> _What you should do_
Output the opening lines of the records exactly. End with the line that contains "Provide the mask of each instance of the small".

━━ Available data ━━

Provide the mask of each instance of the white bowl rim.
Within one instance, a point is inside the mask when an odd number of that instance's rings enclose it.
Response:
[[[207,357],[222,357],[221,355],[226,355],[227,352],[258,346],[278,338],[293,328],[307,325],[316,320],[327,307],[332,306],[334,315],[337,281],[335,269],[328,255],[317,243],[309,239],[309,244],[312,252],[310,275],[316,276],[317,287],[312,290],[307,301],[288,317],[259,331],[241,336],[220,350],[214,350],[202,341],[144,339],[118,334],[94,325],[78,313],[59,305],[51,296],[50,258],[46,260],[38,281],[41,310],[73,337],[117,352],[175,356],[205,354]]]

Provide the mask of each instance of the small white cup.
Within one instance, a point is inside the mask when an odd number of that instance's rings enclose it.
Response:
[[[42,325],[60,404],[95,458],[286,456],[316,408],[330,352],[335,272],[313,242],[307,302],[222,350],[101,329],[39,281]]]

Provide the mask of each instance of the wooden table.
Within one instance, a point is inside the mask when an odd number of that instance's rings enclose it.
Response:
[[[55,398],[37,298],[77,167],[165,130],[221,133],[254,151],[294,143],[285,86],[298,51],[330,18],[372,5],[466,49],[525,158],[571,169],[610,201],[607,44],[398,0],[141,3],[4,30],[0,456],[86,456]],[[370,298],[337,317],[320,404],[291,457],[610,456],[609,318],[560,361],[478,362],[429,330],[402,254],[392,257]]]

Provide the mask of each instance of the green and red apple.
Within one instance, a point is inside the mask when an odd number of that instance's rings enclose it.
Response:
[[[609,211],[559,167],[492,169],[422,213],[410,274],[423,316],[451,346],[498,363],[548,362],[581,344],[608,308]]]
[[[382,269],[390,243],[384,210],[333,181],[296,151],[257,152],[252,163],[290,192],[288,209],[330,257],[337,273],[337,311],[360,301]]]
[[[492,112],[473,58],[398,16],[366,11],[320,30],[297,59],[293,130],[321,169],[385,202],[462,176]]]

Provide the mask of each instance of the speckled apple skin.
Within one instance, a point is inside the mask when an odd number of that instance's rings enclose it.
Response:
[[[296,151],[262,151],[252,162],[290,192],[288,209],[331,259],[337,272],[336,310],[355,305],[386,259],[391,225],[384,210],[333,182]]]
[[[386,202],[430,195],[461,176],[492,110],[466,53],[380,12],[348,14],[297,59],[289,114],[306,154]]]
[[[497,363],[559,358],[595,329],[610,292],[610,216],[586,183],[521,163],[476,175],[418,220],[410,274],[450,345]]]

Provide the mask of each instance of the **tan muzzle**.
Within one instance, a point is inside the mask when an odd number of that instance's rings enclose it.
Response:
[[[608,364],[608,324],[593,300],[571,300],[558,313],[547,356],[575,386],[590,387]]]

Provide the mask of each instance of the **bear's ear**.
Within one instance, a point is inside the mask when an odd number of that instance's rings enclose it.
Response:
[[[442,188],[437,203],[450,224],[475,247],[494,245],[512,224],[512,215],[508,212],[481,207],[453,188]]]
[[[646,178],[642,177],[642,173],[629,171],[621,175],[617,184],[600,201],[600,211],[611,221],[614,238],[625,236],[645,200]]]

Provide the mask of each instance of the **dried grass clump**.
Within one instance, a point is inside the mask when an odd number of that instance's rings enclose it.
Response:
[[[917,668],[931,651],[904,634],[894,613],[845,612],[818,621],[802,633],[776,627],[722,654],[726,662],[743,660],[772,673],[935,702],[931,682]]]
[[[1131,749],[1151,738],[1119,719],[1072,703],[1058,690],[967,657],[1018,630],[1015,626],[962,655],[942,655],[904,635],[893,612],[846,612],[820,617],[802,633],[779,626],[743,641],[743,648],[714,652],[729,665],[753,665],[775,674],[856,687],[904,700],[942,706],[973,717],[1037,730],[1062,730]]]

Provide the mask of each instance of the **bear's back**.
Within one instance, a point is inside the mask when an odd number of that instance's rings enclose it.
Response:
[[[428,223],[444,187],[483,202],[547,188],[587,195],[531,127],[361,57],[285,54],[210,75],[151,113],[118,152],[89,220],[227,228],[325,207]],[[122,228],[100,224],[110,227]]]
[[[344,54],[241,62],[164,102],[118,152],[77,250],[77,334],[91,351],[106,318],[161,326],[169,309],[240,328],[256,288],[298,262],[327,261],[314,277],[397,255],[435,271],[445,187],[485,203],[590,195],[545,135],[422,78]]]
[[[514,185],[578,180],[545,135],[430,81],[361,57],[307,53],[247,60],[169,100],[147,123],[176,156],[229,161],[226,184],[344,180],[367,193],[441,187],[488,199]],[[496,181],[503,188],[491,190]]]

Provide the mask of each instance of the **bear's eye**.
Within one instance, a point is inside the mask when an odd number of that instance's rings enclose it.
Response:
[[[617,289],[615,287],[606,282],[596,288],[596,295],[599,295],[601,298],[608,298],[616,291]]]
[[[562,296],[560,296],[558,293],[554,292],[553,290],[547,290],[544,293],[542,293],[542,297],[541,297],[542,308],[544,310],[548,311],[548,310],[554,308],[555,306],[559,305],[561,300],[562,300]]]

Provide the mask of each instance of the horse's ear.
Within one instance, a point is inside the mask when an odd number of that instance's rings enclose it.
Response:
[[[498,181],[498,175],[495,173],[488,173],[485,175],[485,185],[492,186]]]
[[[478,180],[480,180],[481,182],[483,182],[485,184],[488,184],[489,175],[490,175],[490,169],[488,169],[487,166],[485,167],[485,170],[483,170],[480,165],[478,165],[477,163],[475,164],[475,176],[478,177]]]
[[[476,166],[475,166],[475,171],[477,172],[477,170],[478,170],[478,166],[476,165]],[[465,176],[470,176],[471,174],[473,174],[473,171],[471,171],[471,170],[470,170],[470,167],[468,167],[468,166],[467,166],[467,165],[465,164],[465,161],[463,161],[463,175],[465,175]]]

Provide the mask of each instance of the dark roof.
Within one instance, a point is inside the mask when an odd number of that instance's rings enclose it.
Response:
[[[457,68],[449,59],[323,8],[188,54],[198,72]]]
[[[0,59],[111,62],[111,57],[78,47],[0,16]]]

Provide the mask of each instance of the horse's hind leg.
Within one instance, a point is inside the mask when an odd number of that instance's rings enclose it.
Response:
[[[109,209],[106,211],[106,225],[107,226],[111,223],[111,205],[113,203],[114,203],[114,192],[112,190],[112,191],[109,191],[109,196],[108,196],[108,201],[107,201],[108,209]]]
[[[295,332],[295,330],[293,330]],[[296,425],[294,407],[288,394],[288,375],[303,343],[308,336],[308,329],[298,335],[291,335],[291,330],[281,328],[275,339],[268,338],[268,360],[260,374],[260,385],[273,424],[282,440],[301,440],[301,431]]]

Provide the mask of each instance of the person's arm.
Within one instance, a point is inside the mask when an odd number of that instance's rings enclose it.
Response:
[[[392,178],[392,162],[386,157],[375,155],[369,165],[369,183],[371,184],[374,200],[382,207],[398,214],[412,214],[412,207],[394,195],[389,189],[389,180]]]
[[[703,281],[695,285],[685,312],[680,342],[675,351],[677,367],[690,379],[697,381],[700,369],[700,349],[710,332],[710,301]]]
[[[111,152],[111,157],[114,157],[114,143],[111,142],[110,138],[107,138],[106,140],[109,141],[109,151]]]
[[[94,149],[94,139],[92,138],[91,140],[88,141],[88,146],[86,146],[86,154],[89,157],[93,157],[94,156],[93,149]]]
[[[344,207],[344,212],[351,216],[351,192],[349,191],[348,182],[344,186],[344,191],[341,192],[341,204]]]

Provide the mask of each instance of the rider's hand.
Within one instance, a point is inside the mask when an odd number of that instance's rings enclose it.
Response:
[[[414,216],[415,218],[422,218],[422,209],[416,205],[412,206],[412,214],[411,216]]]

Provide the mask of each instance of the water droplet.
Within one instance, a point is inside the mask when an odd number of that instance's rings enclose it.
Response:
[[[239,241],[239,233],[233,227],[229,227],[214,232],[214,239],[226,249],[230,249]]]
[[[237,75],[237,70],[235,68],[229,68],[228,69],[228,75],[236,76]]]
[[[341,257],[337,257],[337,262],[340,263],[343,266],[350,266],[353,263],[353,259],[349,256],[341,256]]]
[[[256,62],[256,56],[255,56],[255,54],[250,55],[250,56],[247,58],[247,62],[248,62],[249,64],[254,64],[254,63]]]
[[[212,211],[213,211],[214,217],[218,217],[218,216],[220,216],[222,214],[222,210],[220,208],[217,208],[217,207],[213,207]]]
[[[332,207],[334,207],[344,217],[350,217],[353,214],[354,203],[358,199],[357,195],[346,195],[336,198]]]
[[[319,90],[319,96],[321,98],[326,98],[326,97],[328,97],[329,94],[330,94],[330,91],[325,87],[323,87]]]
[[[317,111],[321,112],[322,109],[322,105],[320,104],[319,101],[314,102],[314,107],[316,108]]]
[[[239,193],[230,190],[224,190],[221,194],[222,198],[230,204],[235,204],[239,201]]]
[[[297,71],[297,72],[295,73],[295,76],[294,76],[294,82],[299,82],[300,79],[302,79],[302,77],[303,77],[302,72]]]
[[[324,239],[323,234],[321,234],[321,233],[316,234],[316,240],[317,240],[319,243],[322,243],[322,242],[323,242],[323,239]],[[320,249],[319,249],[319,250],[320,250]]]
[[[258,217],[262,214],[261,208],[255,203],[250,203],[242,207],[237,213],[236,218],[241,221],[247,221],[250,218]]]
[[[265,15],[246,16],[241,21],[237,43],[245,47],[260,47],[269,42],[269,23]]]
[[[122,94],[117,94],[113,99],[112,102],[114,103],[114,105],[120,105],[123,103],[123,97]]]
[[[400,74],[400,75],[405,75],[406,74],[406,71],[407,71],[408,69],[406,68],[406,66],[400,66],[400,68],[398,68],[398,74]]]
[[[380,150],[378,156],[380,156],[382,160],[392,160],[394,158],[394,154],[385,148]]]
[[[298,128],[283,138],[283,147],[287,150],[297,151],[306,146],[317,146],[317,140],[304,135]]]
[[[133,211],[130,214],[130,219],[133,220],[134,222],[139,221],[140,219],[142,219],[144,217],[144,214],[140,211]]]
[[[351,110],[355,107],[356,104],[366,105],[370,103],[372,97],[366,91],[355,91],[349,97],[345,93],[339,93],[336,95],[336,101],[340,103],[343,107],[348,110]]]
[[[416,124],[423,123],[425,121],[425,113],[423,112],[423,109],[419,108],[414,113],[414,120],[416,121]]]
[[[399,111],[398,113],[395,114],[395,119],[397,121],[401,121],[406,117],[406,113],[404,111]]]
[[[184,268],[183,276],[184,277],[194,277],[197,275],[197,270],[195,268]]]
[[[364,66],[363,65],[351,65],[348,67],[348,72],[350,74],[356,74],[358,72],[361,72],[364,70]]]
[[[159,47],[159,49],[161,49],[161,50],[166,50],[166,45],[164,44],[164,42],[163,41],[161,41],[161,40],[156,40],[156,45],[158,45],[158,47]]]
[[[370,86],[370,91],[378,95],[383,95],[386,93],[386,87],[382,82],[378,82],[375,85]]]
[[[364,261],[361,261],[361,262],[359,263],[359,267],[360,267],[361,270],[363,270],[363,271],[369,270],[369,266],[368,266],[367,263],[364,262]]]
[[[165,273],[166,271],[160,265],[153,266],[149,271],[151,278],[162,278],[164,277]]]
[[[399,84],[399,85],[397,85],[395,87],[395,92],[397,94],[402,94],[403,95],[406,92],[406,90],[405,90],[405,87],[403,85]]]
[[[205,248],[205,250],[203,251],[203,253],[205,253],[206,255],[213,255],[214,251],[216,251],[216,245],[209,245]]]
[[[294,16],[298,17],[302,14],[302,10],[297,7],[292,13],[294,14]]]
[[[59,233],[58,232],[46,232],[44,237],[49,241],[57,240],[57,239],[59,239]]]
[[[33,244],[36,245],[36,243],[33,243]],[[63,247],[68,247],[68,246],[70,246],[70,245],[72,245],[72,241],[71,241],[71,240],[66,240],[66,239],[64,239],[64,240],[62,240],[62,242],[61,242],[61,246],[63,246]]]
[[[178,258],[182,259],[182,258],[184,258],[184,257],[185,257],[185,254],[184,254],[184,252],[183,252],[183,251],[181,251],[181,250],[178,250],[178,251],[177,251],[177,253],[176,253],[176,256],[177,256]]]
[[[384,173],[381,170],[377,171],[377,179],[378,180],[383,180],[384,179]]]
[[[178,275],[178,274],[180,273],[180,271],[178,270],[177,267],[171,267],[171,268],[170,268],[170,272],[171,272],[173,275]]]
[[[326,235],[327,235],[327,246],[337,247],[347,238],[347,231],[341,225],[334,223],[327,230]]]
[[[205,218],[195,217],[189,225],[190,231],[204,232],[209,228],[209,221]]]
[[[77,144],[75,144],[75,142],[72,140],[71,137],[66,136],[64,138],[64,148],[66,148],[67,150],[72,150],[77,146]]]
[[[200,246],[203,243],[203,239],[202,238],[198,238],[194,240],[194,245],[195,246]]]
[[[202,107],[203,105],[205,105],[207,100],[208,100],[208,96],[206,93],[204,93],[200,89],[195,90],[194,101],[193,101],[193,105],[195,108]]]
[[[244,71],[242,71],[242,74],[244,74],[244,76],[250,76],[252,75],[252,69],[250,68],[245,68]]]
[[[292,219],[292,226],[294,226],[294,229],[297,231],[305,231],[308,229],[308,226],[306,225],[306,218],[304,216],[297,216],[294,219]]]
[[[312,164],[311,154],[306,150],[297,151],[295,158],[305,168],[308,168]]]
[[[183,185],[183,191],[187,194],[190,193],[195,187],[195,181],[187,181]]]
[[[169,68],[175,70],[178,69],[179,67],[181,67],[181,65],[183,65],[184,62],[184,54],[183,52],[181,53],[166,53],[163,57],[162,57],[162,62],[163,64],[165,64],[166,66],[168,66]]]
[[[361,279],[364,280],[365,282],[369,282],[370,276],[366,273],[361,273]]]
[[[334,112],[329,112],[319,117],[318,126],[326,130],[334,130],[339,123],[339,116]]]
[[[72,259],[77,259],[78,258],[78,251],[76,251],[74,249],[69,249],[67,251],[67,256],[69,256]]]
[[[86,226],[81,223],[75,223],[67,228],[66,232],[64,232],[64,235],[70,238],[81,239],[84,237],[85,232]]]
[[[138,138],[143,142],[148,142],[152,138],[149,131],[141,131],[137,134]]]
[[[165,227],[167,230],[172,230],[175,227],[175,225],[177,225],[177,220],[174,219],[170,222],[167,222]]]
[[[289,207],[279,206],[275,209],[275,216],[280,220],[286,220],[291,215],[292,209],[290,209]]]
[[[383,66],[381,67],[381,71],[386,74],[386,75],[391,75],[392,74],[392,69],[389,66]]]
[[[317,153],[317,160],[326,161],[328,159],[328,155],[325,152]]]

━━━

> _Solution to the problem_
Provide the mask of each instance of the white bowl rim.
Within one instance, a point is inside the mask when an odd number of that instance's rings enclose it.
Response:
[[[207,357],[222,357],[221,355],[226,355],[227,352],[258,346],[278,338],[293,328],[307,325],[316,320],[327,307],[332,306],[334,315],[337,281],[335,269],[328,255],[317,243],[309,239],[309,244],[312,252],[310,275],[316,276],[317,287],[312,290],[307,301],[288,317],[259,331],[241,336],[220,350],[214,350],[202,341],[144,339],[118,334],[94,325],[78,313],[59,305],[51,296],[50,258],[46,260],[38,281],[41,310],[73,337],[117,352],[175,356],[205,354]]]

Provide the mask of each instance of the small white cup.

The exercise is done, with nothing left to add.